TASK DATA —
···

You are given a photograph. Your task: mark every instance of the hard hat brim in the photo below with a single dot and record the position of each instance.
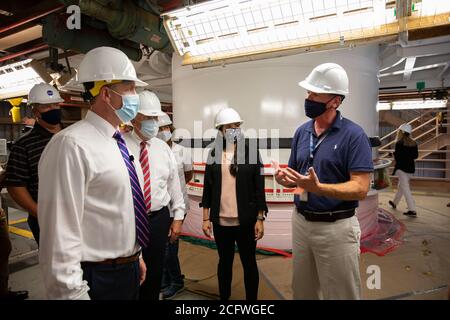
(138, 83)
(151, 113)
(46, 102)
(224, 123)
(307, 86)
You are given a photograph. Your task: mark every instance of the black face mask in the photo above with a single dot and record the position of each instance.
(314, 109)
(52, 117)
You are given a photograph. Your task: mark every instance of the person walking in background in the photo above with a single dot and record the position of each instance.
(22, 169)
(5, 251)
(234, 202)
(172, 281)
(406, 152)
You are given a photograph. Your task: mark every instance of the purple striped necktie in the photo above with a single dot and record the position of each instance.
(142, 229)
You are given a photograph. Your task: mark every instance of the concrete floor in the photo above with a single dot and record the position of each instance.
(417, 269)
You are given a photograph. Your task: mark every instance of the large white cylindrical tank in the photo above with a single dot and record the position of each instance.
(267, 96)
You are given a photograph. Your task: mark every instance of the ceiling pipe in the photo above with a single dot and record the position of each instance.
(21, 53)
(130, 22)
(29, 19)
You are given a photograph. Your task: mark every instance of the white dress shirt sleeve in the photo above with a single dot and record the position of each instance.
(176, 204)
(63, 175)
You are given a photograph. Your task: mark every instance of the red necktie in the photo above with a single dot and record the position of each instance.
(143, 159)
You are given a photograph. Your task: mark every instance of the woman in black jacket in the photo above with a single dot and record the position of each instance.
(234, 202)
(406, 152)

···

ACTIVITY — Set out exactly the run of lines that begins at the line holding "of the white" and ends at the last line of the data.

TASK SOLUTION —
You are given a photograph. Your task: mark every instance of the white dress shirt sleeve in the photo above with a single dot and record the position of each instance.
(176, 204)
(63, 175)
You are given a photograph. Your task: mark every instance of the red necktie in the photo above with a single dot and record the position of each instance.
(143, 159)
You are given a photograph. Your task: mark every instance of the woman in black jacket in the photo above with a single dot and record the position of each instance.
(234, 202)
(406, 152)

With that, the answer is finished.